(Texto seleccionado):
=======
México, 20 de mayo de 1822.

 

A SUS CONCIUDADANOS

México, 20 de mayo de 1822.

Habitantes del Imperio mexicano:

Aún quiere para hablaros conservar la confianza de un simple ciudadano vuestro aquél a quien desde esta clase quisisteis elevar a la dignidad de Imperio. ¿Qué hallasteis en vuestro compatriota que lo haga merecedor de honor tan sumo y esclarecido? ¿Visteis en él acaso el libertador de la nación que la redimió de la opresión de tres siglos? ¿Es la Corona una ofrenda de la gratitud connatural a un pueblo tan magnánimo y generoso? Sí, ciertamente. La gratitud, ese don que el cielo quiso derramar en todos los corazones de este suelo delicioso, jamás se ha mostrado con más efusión que en el tiempo en que la Patria se reconoció libre e independiente. Desde entonces admiré los gratos sentimientos de los pueblos; desde entonces, con la aclamación más pura y libre, me ofrecieron la diadema y su obediencia, y desde entonces los hubiera aceptado haciendo a la Patria este último sacrificio, seguramente para mí el más costoso, atendida mi natural inclinación y el objeto de mis votos desde que empecé a formar comparaciones entre las inquietudes del mundo y las dulzuras de la soledad, si los mismos oficios debidos y tributados a la Patria no hubieran sido un motivo noble de rehusar sus liberales ofrecimientos.
=======
(Instrucción 1): Copia sin cambios las entradas desde su primera línea hasta la línea que contiene "box: [364, 2, 534, 275]", ambas incluidas.
(Instrucción 2): Prosigue la proclama dirigida a los habitantes del Imperio mexicano a partir de su última frase.

(Material de origen):
=======
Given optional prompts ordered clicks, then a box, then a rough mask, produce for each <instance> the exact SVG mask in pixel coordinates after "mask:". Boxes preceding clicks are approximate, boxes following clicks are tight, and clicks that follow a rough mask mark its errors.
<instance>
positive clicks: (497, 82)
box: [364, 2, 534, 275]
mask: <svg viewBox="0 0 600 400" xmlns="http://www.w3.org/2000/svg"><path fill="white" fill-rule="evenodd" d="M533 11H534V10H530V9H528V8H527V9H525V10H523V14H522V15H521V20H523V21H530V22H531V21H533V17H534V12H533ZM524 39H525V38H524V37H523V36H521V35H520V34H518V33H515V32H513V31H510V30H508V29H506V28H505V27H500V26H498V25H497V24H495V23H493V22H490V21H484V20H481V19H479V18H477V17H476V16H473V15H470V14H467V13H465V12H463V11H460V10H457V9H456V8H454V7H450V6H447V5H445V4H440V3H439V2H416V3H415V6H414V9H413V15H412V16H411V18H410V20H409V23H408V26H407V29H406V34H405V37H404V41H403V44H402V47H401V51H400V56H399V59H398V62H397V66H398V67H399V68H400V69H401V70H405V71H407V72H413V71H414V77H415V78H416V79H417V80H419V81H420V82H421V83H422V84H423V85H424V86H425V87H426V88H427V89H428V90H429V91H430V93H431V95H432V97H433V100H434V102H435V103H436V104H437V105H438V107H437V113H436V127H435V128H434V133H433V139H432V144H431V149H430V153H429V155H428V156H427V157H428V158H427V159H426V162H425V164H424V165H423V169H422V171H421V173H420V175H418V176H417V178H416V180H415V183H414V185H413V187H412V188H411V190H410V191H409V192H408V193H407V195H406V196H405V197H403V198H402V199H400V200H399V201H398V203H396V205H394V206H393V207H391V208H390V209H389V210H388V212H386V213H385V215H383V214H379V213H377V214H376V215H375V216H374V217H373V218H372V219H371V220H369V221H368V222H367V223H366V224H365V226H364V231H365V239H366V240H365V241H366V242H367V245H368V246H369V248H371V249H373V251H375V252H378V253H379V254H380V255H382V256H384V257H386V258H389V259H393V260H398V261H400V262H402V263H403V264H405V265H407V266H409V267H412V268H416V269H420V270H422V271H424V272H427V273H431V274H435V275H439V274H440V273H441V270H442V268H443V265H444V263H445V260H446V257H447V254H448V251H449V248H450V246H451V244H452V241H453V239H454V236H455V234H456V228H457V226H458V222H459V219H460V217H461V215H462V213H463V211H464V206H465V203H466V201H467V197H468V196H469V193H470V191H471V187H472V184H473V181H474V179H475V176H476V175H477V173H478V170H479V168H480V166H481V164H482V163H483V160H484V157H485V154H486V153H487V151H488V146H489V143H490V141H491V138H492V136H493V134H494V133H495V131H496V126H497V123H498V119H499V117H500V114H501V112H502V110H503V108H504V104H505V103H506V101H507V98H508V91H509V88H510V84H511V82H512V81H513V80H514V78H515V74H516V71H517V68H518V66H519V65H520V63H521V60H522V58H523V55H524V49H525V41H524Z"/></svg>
=======
(Resultado 1):
Given optional prompts ordered clicks, then a box, then a rough mask, produce for each <instance> the exact SVG mask in pixel coordinates after "mask:". Boxes preceding clicks are approximate, boxes following clicks are tight, and clicks that follow a rough mask mark its errors.
<instance>
positive clicks: (497, 82)
box: [364, 2, 534, 275]

(Resultado 2):
Firme en el principio de que todo se debe a la Patria; consecuente con el Plan concebido para recobrar la independencia de la nación, y fiel a los tratados celebrados en Córdoba con un ministro del gobierno español, no se dirá que Iturbide se prevalió de la benevolencia de los pueblos sino para moderar las demostraciones de su amor y gratitud. Apenas la opinión pública se empezó a manifestar por la imprenta designándolo para empuñar el cetro del Imperio, se apresuró a darle contraria dirección. Manifestó y protestó la suya en público y en secreto; como ciudadano y como magistrado; como interesado en la gloria de la nación, y como pundonoroso y delicado en lo concerniente a sus intereses personales. El laurel del triunfo que deshizo el poder de los opresores de la Patria ya ceñía plácidamente sus sienes, y circunscribía los términos de aquella loable ambición que fecunda las virtudes. ¿Por qué pues constreñirlo a que ascienda al solio desde cuya altura no puede ya complacerse en los servicios hechos a la Patria sin hallarse agobiado con el exceso de la retribución? La nación así lo ha querido; e Iturbide cede ya a su suprema voluntad después de que reconoce que ella se ha explicado, no por un movimiento irreflexivo de ciega gratitud, sino con la tendencia forzosa que dirige siempre el voto general a la prosperidad pública.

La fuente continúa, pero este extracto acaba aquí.